• [COMPLETE THE FOLLOWING]
• A. Reproduce the passage about anger and power word for word, starting with "I used to believe" and going on through "Anger is power.".
• B. Write the next part of the passage about anger and power, picking up after its final sentence.

We equate power with success in social arenas such as the court system or business, but you can all but lose and still be powerful.

I used to believe I would feel my control was restored when I won the court case against my rapist — I wanted a gold medal of achievement and perseverance. In reality, we didn’t get as far as a civil trial, but a settlement. When I signed my magic signature on the document that authorized $400,000 out of his bank to me — blood money — I didn’t feel a sense of glowing achievement like I had anticipated. It wasn’t just in the symbolic award of monetary damages that sustained my experience, I realized, but it was the process of getting there. Because in a sense, a piece of that girl who was drugged that night never woke up, but that part of her returned as a ghost that would haunt, disrupt and terrify her rapist in the years that followed — so it wasn’t really the winning, but the battle itself that restored my sense of my abilities.

Anger is power.

Anger, especially in women, is so often seen by others as an undesirable, uncomfortable, inconvenient, unfeminine emotion.

Image point grounding data

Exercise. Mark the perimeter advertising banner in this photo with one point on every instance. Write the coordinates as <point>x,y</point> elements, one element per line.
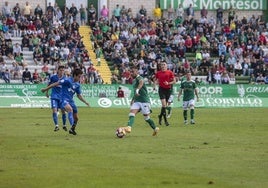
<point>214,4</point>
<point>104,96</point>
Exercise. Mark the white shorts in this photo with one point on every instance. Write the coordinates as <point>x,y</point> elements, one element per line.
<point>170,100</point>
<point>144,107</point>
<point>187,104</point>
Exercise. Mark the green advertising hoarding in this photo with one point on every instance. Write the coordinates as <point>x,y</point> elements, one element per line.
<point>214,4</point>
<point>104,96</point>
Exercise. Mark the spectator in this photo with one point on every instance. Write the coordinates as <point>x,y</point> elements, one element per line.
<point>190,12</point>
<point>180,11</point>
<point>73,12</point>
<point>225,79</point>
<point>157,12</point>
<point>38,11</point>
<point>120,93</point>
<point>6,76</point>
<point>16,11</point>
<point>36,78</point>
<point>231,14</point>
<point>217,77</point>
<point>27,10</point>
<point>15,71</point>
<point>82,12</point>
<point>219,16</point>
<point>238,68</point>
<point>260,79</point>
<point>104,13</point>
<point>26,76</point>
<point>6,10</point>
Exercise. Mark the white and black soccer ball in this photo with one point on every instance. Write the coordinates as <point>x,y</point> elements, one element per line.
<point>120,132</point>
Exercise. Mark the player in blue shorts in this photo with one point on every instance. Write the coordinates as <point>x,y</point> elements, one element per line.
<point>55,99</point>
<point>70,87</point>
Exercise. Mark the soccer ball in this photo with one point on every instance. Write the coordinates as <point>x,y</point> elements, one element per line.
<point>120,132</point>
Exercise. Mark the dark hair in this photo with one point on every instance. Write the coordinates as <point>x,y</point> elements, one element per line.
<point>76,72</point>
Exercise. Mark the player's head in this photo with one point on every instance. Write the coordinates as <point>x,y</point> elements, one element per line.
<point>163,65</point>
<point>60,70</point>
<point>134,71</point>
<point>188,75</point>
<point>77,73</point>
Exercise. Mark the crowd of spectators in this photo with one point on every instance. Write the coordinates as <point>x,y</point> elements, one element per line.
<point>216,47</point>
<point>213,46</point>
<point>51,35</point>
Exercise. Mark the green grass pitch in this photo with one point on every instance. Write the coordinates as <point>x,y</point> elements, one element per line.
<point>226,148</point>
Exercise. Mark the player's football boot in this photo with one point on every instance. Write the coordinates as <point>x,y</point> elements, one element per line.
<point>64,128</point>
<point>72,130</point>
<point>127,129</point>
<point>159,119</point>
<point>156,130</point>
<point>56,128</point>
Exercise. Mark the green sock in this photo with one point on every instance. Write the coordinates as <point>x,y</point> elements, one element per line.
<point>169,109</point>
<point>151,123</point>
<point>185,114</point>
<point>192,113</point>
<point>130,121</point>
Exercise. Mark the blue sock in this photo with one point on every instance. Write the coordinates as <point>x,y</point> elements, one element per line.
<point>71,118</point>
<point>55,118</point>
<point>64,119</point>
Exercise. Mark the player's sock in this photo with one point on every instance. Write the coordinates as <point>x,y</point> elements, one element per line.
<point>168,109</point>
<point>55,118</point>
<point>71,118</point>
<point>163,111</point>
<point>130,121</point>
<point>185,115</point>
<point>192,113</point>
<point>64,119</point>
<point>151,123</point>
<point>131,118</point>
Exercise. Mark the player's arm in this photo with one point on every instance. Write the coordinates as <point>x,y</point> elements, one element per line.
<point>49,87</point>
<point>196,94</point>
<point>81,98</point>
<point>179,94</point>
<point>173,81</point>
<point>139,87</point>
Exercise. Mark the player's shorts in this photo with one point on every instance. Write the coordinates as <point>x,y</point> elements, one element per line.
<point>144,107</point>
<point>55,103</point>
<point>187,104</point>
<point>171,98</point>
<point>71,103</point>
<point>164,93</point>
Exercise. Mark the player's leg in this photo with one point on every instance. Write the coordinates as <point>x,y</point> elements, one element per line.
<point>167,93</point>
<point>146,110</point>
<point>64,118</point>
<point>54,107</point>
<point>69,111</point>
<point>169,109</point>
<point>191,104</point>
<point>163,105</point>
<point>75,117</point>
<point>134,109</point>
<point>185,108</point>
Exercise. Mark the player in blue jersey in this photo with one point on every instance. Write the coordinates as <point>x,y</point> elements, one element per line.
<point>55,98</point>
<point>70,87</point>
...
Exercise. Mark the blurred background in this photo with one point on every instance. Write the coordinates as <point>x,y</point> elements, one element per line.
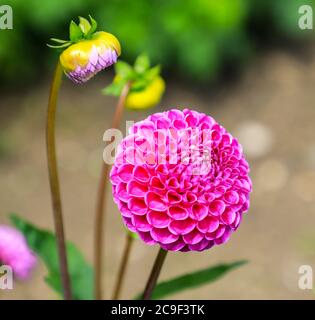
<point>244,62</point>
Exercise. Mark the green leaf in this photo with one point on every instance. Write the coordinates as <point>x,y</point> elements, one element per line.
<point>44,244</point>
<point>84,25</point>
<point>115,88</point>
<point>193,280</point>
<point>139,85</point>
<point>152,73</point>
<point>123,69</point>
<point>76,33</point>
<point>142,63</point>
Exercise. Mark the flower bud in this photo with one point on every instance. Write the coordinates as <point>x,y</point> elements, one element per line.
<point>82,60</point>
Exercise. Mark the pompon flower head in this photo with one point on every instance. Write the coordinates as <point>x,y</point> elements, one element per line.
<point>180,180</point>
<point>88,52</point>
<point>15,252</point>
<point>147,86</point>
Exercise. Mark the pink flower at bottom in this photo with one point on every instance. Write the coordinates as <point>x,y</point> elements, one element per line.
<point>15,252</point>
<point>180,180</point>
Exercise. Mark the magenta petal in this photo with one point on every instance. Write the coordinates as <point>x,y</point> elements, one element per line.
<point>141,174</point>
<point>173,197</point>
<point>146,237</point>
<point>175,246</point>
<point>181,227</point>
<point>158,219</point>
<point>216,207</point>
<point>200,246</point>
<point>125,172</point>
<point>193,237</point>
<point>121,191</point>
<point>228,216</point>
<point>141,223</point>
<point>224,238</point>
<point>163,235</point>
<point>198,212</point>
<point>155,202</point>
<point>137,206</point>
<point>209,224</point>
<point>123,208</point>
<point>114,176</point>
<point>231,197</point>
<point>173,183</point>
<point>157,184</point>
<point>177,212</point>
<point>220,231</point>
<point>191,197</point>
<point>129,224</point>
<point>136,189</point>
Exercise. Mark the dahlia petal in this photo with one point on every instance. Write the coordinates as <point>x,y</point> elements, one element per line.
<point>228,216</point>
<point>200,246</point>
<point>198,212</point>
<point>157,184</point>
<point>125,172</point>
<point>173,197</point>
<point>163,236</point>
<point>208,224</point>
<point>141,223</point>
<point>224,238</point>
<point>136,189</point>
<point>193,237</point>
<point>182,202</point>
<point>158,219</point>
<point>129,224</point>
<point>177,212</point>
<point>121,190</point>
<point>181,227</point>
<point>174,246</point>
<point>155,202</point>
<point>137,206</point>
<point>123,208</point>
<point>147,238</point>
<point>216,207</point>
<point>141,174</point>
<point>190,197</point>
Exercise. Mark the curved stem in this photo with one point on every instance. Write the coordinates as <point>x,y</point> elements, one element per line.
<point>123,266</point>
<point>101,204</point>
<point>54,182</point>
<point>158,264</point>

• [PER-TASK OUTPUTS]
• A.
I used to believe I would feel my control was restored when I won the court case against my rapist — I wanted a gold medal of achievement and perseverance. In reality, we didn’t get as far as a civil trial, but a settlement. When I signed my magic signature on the document that authorized $400,000 out of his bank to me — blood money — I didn’t feel a sense of glowing achievement like I had anticipated. It wasn’t just in the symbolic award of monetary damages that sustained my experience, I realized, but it was the process of getting there. Because in a sense, a piece of that girl who was drugged that night never woke up, but that part of her returned as a ghost that would haunt, disrupt and terrify her rapist in the years that followed — so it wasn’t really the winning, but the battle itself that restored my sense of my abilities.

Anger is power.

• B.
But let’s examine what anger is. Anger is an emotion designed to incite us to protect ourselves. Anger, in other words, comes from the ingrained knowledge that the self is valuable, and therefore is a motivator to self-preservation. Anger, then, is a valuable message that, if ignored, often means leaving that motivation untapped. Suppressed or misdirected anger means frustration. Experiencing a rape means experiencing emotions on all ends of the spectrum. One thing I noticed during my recovery is that whenever I was sad, I found my available options rather limited — when I was depressed, I didn’t want to pick up the phone and shop for lawyers. I didn’t want to go to my therapy appointments. But things were different when I allowed myself to be truly pissed off on my own behalf. It was when I was angry that I got things done, that I stood up for myself, that I was more willing to lay down my boundaries.

Power can mean being willing to listen to that message and route that motivation or attention to where it is helpful for you. Now, listening to your anger and routing it toward a road rage attack is probably not something that is going to help you, certainly. But developing the practice of making choices to consciously focus your anger into positive actions will be liberating and empowering.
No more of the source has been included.